Asymptotic relative efficiency in testing
Copyright notice |
---|
This article Asymptotic Relative Efficiency in Testing was adapted from an original article by Yakov Yu. Nikitin, which appeared in StatProb: The Encyclopedia Sponsored by Statistics and Probability Societies. The original article ([http://statprob.com/encyclopedia/AsymptoticRelativeEfficiencyInTesting.html StatProb Source], Local Files: pdf | tex) is copyrighted by the author(s), the article has been donated to Encyclopedia of Mathematics, and its further issues are under Creative Commons Attribution Share-Alike License'. All pages from StatProb are contained in the Category StatProb. |
2020 Mathematics Subject Classification: Primary: 62F05 Secondary: 62G10 [MSN][ZBL]
Keywords: Pitman efficiency, Bahadur exact slope, Hodges-Lehmann index, Kullback-Leibler information, goodness-of-fit, testing of symmetry, independence test, large deviations.
Asymptotic relative efficiency of two tests
Making a substantiated choice of the most efficient statistical test of several ones being at the disposal of the statistician is regarded as one of the basic problems of Statistics. This problem became especially important in the middle of XX century when appeared computationally simple but "inefficient" rank tests.
Asymptotic relative efficiency (ARE) is a notion which enables to implement in large samples the quantitative comparison of two different tests used for testing of the same statistical hypothesis. The notion of the asymptotic efficiency of tests is more complicated than that of asymptotic efficiency of estimates. Various approaches to this notion were identified only in late fourties and early fifties, hence, 20--25 years later than in the estimation theory. We proceed now to their description.
Let $\,\{T_n\}$ and $\,\{V_n\}$ be two sequences of statistics based on $\,n$ observations and assigned for testing the null-hypothesis $\,H$ against the alternative $\,A.$ We assume that the alternative is characterized by real parameter $\,\theta$ and for $\,\theta=\theta_0$ turns into $\,H.$ Denote by $\,N_T(\alpha, \beta, \theta)$ the sample size necessary for the sequence $\,\{T_n\}$ in order to attain the power $\,\beta$ under the level $\,\alpha$ and the alternative value of parameter $\,\theta.$ The number $\,N_V(\alpha, \beta,\theta)$ is defined in the same way.

- To-do list -
[1] Translate this sentence from the article on asymptotic relative efficiency into Spanish: "The notion of the asymptotic efficiency of tests is more complicated than that of asymptotic efficiency of estimates."
[2] Echo word for word the part of the article on asymptotic relative efficiency that opens with the words containing "Asymptotic relative efficiency of" and closes with "to their description.".

Collected data entries
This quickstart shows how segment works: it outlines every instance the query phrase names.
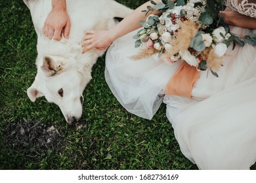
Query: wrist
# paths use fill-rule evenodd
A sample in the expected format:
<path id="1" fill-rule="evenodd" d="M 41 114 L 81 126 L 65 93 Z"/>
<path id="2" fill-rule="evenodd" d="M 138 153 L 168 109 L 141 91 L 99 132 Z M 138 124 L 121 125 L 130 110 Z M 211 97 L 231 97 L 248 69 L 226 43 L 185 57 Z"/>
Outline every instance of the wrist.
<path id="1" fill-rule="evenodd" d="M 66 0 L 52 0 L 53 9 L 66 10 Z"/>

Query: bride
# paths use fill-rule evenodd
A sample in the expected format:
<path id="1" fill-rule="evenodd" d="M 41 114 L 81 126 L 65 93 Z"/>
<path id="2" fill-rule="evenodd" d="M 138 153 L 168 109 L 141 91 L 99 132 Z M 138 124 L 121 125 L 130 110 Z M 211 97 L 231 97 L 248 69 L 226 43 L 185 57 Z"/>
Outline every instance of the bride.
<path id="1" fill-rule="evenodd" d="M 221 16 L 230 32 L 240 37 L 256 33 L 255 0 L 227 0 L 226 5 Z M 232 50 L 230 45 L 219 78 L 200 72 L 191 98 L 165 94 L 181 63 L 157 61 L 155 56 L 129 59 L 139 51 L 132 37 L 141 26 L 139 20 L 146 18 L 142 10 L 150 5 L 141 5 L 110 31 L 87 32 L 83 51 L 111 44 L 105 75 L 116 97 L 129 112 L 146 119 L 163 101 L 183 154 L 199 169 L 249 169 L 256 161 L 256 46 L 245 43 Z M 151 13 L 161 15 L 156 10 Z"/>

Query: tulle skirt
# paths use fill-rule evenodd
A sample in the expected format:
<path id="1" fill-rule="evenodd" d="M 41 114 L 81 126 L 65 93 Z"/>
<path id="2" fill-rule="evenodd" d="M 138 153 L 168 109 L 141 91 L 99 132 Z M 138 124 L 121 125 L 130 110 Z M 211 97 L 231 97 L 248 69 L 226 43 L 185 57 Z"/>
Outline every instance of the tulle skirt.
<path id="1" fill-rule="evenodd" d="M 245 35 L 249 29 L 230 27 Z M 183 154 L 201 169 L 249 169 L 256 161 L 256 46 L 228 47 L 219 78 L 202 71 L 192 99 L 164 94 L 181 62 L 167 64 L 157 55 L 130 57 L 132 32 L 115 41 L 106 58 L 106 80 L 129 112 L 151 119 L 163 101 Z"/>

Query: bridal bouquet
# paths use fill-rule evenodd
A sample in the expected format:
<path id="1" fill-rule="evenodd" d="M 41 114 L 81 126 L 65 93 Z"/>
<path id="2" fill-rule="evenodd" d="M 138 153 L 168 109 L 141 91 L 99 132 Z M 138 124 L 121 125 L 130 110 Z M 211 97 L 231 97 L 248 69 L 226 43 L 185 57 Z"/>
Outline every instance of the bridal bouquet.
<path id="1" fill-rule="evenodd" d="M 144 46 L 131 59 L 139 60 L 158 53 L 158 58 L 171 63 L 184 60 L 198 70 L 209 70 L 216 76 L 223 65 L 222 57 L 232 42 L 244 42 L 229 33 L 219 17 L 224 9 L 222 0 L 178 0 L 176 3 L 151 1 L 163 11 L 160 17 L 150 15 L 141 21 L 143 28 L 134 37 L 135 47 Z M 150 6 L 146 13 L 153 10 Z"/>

...

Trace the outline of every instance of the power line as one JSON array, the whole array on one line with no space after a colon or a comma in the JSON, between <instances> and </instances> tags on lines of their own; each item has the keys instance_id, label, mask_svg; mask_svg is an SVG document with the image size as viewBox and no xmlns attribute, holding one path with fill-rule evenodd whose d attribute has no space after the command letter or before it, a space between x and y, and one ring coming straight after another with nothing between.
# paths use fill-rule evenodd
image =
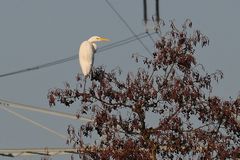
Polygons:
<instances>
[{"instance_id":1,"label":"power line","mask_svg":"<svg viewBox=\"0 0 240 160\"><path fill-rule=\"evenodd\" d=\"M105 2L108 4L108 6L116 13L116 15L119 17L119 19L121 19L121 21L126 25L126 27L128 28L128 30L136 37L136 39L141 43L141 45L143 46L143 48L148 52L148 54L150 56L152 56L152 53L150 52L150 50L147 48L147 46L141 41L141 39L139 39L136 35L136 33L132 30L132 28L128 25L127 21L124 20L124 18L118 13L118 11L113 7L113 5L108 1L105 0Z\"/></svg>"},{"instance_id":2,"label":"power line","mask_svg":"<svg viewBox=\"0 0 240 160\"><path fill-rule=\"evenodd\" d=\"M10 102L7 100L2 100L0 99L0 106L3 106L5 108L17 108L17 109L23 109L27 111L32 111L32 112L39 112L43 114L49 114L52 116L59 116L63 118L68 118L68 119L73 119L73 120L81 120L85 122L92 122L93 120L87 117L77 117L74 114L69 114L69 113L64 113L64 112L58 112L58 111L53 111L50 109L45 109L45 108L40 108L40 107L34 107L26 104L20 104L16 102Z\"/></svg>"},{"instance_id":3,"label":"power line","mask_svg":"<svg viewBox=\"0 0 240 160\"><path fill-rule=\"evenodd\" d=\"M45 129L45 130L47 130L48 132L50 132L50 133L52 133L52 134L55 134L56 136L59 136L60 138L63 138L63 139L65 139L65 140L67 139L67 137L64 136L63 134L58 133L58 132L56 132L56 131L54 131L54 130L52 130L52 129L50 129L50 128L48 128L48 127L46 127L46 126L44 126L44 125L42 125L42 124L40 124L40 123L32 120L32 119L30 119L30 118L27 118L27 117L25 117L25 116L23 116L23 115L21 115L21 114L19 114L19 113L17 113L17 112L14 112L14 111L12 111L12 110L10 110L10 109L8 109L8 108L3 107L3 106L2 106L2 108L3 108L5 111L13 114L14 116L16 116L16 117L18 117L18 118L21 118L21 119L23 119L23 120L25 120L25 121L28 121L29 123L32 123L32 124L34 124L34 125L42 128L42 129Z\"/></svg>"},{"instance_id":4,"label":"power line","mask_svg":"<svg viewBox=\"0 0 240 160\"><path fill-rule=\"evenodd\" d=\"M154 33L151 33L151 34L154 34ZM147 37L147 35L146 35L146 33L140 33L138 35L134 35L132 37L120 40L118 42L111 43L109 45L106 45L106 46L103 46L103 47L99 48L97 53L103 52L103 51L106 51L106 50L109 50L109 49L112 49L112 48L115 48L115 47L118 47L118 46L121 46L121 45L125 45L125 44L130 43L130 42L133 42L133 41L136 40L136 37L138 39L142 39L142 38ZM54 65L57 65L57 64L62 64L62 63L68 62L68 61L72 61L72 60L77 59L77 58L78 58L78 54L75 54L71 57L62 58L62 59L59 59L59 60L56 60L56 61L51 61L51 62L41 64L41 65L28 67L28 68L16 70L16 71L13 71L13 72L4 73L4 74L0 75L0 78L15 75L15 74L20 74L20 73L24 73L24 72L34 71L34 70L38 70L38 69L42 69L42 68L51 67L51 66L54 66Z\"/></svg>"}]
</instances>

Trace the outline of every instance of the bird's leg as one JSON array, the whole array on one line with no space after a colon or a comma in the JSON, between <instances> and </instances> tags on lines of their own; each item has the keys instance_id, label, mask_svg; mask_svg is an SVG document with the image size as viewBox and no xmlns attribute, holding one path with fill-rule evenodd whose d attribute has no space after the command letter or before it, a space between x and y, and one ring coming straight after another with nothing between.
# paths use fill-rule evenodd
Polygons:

- Task solutions -
[1] La noción de eficiencia asintótica de las pruebas es más complicada que la de eficiencia asintótica de los estimadores.

[2]
Asymptotic relative efficiency of two tests
Making a substantiated choice of the most efficient statistical test of several ones being at the disposal of the statistician is regarded as one of the basic problems of Statistics. This problem became especially important in the middle of XX century when appeared computationally simple but "inefficient" rank tests.
Asymptotic relative efficiency (ARE) is a notion which enables to implement in large samples the quantitative comparison of two different tests used for testing of the same statistical hypothesis. The notion of the asymptotic efficiency of tests is more complicated than that of asymptotic efficiency of estimates. Various approaches to this notion were identified only in late fourties and early fifties, hence, 20--25 years later than in the estimation theory. We proceed now to their description.